* SECCIÓN DEL DOCUMENTO *
::::
Enamorados de la vida

Alberto Mosquera Moquillaza

Paloma blanca
piquito de oro
alas de plata
no te remontes
por esos montes
porque yo lloro

Ya no sé realmente quién se nos fue primero: si David Motta Pérez o Ramón Aranda de los Ríos, de repente Edmundo Yenque de Dios, o quizás Grober Gambarini. Lo cierto es que la siempre irrespetuosa parca está desgarrando la inmortalidad de la joven guardia peruana de los azarosos años 60 y 70. A fines de enero del 2002 le cortó la viada a Cesáreo Martínez, el poeta de la poesía descarriada, y recientemente acabó con los sueños de Luis Adaniya, José Aguinaga Moreno y de nuestra esplendorosa Martha Gutiérrez Bravo, otros grandes protagonistas de una historia juvenil que aun está por escribirse.

Esa joven guardia, romántica e iconoclasta, formó parte de una generación que en medio de la agonía asfixiante de los viejos tiempos oligárquicos, hizo suyos los nobles ideales del cambio social, de la justicia y de la democracia para todos, conquistando los corazones de miles de estudiantes que, con su rebeldía innata a flor de piel, pretendieron a lo largo de mil combates épicos, pero también cantando y bailando, tomar el cielo por asalto para construir una Patria nueva dentro de un mundo que se suponía debería ser también diferente.
::::
Registros del conjunto de datos de señalamiento:
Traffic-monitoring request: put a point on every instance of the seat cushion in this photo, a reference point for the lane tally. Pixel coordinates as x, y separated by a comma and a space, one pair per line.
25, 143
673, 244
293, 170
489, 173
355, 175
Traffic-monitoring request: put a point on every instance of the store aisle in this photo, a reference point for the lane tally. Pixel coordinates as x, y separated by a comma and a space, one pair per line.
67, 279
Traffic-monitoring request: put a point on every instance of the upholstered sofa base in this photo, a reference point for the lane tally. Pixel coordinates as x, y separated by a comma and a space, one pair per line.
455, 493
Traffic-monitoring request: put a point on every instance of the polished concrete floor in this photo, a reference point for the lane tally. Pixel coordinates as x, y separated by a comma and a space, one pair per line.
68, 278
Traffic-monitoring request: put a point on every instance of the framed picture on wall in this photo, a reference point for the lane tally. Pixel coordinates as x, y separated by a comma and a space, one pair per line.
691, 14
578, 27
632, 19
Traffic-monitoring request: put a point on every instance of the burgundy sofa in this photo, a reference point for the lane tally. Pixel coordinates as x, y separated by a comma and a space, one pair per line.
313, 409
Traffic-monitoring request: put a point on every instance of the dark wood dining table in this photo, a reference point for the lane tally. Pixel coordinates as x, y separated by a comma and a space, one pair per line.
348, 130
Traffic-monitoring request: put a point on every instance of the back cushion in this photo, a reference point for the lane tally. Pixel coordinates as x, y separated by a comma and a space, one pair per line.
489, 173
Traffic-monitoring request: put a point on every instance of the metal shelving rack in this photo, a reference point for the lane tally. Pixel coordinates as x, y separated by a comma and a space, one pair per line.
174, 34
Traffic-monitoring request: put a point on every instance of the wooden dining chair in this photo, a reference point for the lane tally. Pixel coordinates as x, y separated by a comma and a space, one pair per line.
::::
* COMPLETA LO SIGUIENTE *
[1] Según el texto sobre la joven guardia peruana, ¿en qué fecha murió Cesáreo Martínez?
[2] Prosigue el texto sobre la joven guardia peruana a partir de su última oración.

* RESPUESTAS DEL EJERCICIO *
[1] A fines de enero del 2002.

[2]
Palomita kukulí
qué bonito canto tienes
me haces recordar
a mi primer amor

Estaban frescos los efluvios cristalinos de un Javier Heraud (Yo soy el río/ pero a veces soy/ bravo/ y/ fuerte, pero a veces no respeto ni a la vida ni a la/ muerte) cuando esa generación ya había ganado calles y plazas, alimentando emociones y mitos con las epopeyas libertarias que se escribían con las vidas y el entusiasmo inagotable de los jóvenes de otras partes del mundo. Relampagueaban las jornadas de París de 1968, pero también las de México, Belgrado, Roma, Praga, Chicago, entre otras grandes revueltas juveniles que constituyeron la levadura internacional de las avanzadillas universitarias peruanas.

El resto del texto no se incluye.